* Aim *
Quote each sentence of the longest reply in the forum thread below that contains the word "rate" or "rates".

* Passage to read *
-- START --

Bear trap. Rates are running back up and inverting.

Good for blackcock

I don't understand... I thought they were raising interest rates to combat inflation? Is this saying that they were just dropped?

For people who have an existing home and want to sell it and immediately buy another or just stay in their current to wait for more equity, yes. For first time home buyers...no. Low rates means house prices will keep going up to higher levels. But with the economy the way it is, the only way to fight inflation is to increase rates to get more interest on the loans. The fed then burns this interest cash to decrease the money supply. Inflation is peaking at these levels so they are going to stabilize the interest rate to wait and see on supply line increase prices due the shit show we have been through.

This.
The average fucker's employment status and career prospects are bleak as fuck. Only one's winning in this situation are cunts like blackrock.

-- END --

* Entries shown *
-- START --

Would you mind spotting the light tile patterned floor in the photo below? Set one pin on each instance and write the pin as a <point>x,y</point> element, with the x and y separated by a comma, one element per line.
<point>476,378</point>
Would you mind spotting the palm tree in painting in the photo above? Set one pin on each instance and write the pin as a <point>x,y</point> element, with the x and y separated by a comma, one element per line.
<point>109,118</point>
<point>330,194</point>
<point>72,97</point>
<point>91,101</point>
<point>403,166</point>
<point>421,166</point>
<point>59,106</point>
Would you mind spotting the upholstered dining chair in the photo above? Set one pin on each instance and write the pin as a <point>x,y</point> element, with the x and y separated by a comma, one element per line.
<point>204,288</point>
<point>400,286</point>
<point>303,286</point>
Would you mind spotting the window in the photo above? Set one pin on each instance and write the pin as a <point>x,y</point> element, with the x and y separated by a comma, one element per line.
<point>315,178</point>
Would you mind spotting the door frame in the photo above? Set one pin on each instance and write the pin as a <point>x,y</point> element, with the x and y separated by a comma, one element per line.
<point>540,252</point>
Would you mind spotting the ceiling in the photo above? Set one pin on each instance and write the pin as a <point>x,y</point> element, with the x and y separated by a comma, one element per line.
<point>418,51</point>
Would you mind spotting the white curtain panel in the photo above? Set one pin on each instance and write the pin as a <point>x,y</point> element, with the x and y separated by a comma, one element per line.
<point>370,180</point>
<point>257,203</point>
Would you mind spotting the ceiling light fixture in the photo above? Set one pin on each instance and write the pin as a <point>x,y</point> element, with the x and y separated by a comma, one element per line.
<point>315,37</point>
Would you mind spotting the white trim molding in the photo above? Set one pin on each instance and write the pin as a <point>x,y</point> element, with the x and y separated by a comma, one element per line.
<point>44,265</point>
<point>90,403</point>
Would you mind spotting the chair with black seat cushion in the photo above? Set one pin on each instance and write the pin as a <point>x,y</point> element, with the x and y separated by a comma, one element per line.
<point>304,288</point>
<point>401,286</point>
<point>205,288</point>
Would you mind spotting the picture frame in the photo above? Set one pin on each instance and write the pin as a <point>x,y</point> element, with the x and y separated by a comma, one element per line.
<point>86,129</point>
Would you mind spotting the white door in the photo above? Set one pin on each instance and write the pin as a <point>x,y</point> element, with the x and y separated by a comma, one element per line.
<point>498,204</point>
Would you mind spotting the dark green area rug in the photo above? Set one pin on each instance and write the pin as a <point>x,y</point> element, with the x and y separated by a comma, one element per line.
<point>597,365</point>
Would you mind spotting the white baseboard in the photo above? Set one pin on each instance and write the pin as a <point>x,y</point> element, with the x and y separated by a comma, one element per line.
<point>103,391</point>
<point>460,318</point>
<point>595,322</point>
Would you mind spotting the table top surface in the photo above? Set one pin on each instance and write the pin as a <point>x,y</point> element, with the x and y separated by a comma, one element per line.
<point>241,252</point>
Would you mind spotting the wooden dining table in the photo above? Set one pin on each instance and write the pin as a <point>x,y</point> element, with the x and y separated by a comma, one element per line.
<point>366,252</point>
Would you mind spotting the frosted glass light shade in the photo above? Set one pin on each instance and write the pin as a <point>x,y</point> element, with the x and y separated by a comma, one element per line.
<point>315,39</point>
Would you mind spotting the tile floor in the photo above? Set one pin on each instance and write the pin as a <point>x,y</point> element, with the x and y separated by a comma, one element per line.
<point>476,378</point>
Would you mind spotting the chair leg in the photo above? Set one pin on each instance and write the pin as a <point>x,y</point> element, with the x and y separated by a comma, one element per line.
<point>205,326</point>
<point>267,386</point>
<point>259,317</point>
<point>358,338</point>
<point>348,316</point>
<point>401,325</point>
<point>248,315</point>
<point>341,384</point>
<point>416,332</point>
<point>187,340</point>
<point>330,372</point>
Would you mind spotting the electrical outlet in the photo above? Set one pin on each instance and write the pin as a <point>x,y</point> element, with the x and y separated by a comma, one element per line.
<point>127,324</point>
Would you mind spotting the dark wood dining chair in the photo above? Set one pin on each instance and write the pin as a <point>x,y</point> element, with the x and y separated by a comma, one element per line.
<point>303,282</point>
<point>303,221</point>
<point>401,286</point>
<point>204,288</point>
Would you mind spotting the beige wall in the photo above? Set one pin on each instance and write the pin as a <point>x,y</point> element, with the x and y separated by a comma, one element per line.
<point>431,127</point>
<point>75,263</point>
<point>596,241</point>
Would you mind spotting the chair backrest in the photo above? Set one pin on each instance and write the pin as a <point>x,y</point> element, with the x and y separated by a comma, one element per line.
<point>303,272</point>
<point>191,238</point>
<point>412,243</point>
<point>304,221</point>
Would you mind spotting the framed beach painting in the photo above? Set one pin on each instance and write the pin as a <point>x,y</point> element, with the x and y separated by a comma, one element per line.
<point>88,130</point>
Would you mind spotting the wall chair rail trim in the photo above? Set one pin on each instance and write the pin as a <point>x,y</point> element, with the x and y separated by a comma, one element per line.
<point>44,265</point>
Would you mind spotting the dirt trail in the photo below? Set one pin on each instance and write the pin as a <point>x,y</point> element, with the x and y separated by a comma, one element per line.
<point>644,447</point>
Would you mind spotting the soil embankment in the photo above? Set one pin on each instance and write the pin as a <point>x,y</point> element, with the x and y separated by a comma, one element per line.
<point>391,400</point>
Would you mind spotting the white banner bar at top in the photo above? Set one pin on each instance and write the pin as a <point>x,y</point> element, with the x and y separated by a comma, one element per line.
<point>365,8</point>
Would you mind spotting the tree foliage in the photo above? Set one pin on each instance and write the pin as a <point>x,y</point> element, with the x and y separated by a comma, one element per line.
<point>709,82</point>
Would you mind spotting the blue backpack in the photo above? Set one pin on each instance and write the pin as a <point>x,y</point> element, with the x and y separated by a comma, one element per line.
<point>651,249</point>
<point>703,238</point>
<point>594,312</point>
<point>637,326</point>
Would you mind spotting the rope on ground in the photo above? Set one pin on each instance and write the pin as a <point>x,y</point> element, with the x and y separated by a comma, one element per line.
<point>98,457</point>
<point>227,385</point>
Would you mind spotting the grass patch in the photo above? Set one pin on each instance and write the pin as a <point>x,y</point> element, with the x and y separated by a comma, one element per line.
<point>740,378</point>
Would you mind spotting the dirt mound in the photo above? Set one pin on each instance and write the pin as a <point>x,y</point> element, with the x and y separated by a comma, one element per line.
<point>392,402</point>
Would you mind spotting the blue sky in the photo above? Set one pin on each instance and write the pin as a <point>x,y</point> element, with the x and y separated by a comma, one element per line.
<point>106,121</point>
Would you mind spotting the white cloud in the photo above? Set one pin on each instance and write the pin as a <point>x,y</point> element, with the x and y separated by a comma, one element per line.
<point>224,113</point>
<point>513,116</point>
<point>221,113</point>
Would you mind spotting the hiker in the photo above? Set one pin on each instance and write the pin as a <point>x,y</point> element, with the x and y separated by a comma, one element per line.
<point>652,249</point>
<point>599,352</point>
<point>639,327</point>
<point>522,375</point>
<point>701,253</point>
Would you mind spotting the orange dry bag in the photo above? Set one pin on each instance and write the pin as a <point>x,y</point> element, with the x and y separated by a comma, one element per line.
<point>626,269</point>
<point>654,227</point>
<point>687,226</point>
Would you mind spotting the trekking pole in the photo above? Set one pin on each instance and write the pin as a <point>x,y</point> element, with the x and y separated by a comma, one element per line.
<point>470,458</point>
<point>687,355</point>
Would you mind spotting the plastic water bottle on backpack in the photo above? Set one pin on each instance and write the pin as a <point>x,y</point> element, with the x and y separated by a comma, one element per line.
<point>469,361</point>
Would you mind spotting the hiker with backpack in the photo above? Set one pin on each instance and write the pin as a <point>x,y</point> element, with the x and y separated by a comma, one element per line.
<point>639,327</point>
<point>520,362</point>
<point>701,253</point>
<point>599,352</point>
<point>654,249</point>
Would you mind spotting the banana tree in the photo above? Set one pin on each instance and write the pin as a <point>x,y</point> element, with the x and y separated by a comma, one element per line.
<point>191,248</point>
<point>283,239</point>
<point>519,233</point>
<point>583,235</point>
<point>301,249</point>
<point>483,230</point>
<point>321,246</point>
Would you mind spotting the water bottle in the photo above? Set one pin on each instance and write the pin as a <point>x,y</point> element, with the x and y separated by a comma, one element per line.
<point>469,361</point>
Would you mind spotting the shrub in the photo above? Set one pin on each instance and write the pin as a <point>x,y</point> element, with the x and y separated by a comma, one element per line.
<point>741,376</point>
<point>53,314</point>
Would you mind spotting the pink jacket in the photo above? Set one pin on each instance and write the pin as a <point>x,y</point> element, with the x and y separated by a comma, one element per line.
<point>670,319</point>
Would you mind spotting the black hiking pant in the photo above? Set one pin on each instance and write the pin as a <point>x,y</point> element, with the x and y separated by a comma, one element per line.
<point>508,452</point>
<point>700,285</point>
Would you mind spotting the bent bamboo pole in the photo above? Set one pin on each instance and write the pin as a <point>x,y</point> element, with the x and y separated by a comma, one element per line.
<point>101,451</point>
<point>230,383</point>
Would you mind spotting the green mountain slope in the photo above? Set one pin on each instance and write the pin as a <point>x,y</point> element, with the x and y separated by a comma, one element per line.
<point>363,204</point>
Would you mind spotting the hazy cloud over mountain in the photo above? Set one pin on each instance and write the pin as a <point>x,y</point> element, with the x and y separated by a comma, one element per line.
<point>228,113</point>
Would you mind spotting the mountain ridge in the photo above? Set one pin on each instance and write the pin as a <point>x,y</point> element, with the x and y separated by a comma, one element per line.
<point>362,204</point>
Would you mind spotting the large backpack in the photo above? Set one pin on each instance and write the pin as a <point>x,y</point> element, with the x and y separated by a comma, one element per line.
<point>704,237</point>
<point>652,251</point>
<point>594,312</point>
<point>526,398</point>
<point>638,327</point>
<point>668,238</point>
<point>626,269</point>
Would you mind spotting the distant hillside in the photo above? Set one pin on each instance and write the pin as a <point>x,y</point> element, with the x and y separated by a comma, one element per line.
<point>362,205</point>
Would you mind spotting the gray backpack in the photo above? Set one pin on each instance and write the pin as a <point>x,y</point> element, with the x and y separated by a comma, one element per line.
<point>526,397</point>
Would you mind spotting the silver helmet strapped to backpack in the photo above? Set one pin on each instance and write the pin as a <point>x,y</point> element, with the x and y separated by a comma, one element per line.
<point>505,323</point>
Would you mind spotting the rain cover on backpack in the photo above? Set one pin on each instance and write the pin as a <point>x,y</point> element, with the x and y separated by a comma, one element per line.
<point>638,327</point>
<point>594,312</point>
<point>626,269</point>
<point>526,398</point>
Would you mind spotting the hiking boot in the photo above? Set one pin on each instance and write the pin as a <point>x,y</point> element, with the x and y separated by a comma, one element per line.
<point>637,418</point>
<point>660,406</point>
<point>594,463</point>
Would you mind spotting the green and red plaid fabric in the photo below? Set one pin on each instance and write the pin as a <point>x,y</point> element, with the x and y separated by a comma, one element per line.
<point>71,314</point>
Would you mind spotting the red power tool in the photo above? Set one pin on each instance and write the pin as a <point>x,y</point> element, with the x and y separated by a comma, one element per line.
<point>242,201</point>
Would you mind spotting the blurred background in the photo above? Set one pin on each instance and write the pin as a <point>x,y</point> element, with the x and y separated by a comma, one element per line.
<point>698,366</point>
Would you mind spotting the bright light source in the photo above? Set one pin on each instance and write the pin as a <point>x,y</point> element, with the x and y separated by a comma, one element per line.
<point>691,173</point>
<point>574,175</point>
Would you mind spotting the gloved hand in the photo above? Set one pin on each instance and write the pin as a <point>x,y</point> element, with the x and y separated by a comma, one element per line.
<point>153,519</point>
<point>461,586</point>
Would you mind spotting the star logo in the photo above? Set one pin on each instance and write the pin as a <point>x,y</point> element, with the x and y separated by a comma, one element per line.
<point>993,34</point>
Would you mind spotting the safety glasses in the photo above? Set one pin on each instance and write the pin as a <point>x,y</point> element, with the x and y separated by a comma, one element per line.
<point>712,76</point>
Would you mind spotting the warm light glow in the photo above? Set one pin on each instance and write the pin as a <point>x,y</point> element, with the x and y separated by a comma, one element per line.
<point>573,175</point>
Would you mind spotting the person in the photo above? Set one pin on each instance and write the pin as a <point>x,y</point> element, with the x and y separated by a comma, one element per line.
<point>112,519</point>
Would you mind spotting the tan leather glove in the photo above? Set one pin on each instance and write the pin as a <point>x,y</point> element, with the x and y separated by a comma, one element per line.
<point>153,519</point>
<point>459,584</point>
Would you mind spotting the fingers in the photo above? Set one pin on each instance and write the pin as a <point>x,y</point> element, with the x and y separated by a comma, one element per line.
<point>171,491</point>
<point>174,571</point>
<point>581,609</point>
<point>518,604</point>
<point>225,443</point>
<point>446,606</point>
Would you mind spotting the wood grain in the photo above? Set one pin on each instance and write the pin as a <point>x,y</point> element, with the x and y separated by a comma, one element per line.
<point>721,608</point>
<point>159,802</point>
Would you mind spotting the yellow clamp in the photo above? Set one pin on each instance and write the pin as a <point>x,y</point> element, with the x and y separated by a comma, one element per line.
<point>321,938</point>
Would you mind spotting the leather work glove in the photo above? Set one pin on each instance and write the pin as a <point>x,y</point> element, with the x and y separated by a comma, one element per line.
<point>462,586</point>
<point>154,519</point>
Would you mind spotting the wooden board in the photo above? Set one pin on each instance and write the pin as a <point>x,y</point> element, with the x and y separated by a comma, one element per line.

-- END --

* Finished task *
1. "Low rates means house prices will keep going up to higher levels."
2. "But with the economy the way it is, the only way to fight inflation is to increase rates to get more interest on the loans."
3. "Inflation is peaking at these levels so they are going to stabilize the interest rate to wait and see on supply line increase prices due the shit show we have been through."